## What is expected
How many lines in the items below contain the string "photo"? Case counts. Reply with the number alone.
--- Start of Data listing ---
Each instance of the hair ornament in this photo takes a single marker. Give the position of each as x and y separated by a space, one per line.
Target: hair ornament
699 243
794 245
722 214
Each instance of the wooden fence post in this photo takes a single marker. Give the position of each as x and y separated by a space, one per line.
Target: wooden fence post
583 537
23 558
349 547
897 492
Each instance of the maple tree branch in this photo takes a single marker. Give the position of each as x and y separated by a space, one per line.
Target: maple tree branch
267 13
--- End of Data listing ---
--- Start of Data listing ---
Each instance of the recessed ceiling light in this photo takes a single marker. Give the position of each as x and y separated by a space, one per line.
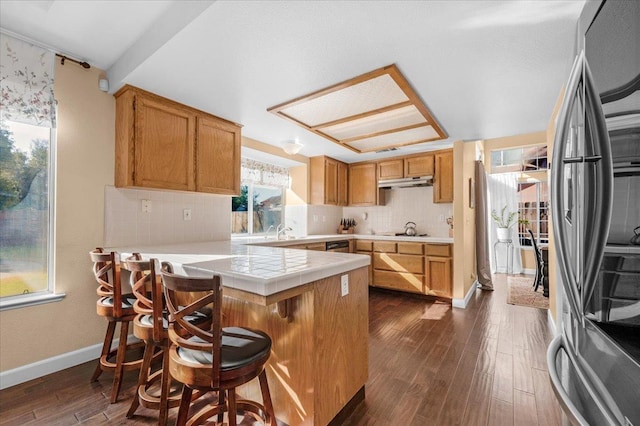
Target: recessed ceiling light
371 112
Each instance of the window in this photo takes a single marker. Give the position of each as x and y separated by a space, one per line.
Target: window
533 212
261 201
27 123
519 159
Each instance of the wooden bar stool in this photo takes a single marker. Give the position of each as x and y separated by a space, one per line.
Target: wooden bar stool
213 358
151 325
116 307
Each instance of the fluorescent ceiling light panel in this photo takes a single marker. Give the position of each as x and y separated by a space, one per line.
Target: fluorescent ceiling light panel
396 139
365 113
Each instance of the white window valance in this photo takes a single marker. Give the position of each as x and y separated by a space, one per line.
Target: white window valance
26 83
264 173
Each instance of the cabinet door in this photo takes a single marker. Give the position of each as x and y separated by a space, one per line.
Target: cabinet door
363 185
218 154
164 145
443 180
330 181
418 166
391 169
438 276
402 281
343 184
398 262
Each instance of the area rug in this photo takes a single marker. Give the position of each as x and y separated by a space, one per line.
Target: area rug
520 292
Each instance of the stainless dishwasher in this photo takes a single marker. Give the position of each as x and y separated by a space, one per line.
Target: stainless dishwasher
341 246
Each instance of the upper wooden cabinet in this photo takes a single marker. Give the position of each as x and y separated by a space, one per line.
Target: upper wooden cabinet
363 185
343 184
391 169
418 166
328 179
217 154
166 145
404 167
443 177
--- End of Data listing ---
## Completed exercise
12